# Document excerpt
-- -- --

The same day a Langley teenager learned he secured a roster spot on his bantam hockey team, he was taken to hospital to deal with shortness of breath that had been plaguing him for a couple of weeks. The diagnosis came back cancer.
Markus Janssens began feeling a shortness of breath, but that wasn’t going to deter him from participating in the Langley Minor Hockey Association (LMHA) Bantam A2 hockey tryouts.
#RivNation our hockey community needs your help.
Markus Janssens, Langley Minor Hockey Player, was recently diagnosed with cancer. The gofundme is to set up to help his family be at his side throughout his treatment.
Please, donate if you can.https://t.co/xqZHOdcCyD
— Langley Rivermen (@LangleyRivermen) September 28, 2019
On the same day the Grade 9 student learned he was selected for the team, his parents took him to the local hospital where he was admitted for what they suspected was pneumonia or a problem with his lungs.
Since then the LMHA started a GoFundMe campaign to help support the family.
Aaron Sproule, president of the association, shared how the family came to learn of the diagnosis in an open letter posted online on Friday.
“Unfortunately, Markus’ condition worsened throughout the course of the week and his lung collapsed,” said Sproule. “He was then transferred to the Vancouver Children’s Hospital where further tests revealed that the shortness of breath Markus was experiencing during try outs was caused by a large cancerous tumour above his heart.”
It was Sept. 18 when the family learned the real cause of the youth’s breathing problems.
“As you can imagine, the excitement Markus felt at the prospect of playing competitive hockey this year vanished with his diagnosis,” said Sproule, in the letter. “And I’m sure we can all appreciate that his family’s sense of normal has also been turned upside down.”
The funds raised will allow the family to focus on his care.
“Annika’s [Markus’ mom] leave of absence from work, combined with the daily hospital commuting and parking costs, has already begun to have a significant financial impact on the Janssens family,” said Sproule.
In less than one week the fundraise page has garnered nearly $25,000.
“Once we win this fight, we will never be the same in a good way and we will definitely be giving back however we can,” Annika wrote on the gofundme page. “I don’t wish this on anyone, but it is a path we will travel with as much joy and humility as we can and Markus will become a very wise man as a result of it.”
Sproule told the Langley Advance Times that Janssens returned home on Friday following treatment, but he doesn’t know if he will be attending school yet because he will be travelling back to Children’s Hospital.
“His battle with cancer will be far from over,” he said. “It’s anticipated that Markus’ cancer treatments will have to continue for a period of two to three years, with the hope that he may be cured.”

-- -- --

# Work instruction A
Print the article about Markus Janssens from "The same day a" up to and including "throughout his treatment.".
# Work instruction B
List every person the article about Markus Janssens names.
The listing is separate material, independent of the article about Markus Janssens.

# Extracted records

-- -- --

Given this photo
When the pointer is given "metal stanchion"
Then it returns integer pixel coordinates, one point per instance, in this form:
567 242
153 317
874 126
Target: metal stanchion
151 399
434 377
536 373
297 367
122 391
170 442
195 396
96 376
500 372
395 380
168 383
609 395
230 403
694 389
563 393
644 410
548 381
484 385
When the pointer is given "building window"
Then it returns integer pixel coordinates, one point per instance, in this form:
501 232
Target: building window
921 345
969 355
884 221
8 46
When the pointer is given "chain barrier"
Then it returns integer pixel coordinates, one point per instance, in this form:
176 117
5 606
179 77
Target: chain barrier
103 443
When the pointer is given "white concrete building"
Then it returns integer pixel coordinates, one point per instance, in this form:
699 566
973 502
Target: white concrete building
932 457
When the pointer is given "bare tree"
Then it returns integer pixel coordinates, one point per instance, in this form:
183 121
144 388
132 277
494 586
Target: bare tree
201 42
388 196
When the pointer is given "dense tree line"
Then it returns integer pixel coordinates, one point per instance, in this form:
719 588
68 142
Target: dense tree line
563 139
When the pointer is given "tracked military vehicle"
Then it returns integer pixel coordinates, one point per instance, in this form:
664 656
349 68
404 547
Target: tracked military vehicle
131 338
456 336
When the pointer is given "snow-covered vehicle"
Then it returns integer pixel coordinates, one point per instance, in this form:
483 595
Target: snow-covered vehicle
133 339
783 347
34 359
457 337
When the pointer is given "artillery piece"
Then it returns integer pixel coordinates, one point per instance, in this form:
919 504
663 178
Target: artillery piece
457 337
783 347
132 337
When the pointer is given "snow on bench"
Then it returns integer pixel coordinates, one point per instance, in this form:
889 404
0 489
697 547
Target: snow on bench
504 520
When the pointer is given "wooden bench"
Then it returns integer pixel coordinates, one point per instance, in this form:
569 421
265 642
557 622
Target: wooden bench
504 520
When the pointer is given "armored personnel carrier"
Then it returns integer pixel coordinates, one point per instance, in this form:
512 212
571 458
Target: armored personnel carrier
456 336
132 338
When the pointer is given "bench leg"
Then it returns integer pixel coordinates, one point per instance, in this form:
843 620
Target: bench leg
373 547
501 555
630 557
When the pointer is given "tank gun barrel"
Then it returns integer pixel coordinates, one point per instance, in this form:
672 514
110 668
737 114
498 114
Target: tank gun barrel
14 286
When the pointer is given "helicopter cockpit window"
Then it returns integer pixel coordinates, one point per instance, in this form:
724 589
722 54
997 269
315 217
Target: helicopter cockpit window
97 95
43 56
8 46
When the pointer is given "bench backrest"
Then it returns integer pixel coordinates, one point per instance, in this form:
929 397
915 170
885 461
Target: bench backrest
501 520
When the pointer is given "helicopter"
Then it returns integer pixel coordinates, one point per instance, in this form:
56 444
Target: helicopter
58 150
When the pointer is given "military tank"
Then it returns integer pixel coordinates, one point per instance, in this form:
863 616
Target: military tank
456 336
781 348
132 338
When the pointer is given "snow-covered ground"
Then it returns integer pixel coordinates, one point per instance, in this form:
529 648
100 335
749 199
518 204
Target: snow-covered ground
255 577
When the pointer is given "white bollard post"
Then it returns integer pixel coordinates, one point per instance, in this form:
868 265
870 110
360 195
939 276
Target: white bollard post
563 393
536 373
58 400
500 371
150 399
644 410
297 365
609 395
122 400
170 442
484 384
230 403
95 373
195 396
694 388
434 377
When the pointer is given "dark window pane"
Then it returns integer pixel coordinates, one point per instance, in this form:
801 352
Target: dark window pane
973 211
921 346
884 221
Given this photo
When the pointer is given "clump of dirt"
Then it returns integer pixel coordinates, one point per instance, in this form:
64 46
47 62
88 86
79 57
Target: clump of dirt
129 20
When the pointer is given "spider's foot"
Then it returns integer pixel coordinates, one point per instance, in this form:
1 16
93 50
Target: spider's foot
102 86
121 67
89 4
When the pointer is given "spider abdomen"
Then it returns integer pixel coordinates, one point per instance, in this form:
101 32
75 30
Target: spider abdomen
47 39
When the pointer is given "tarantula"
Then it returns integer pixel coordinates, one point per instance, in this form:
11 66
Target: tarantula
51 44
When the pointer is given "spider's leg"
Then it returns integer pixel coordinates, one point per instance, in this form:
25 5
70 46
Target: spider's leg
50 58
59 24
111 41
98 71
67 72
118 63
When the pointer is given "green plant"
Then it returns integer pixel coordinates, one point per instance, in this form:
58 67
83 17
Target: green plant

-- -- --

# Written solution A
The same day a Langley teenager learned he secured a roster spot on his bantam hockey team, he was taken to hospital to deal with shortness of breath that had been plaguing him for a couple of weeks. The diagnosis came back cancer.
Markus Janssens began feeling a shortness of breath, but that wasn’t going to deter him from participating in the Langley Minor Hockey Association (LMHA) Bantam A2 hockey tryouts.
#RivNation our hockey community needs your help.
Markus Janssens, Langley Minor Hockey Player, was recently diagnosed with cancer. The gofundme is to set up to help his family be at his side throughout his treatment.

# Written solution B
Markus Janssens
Aaron Sproule
Annika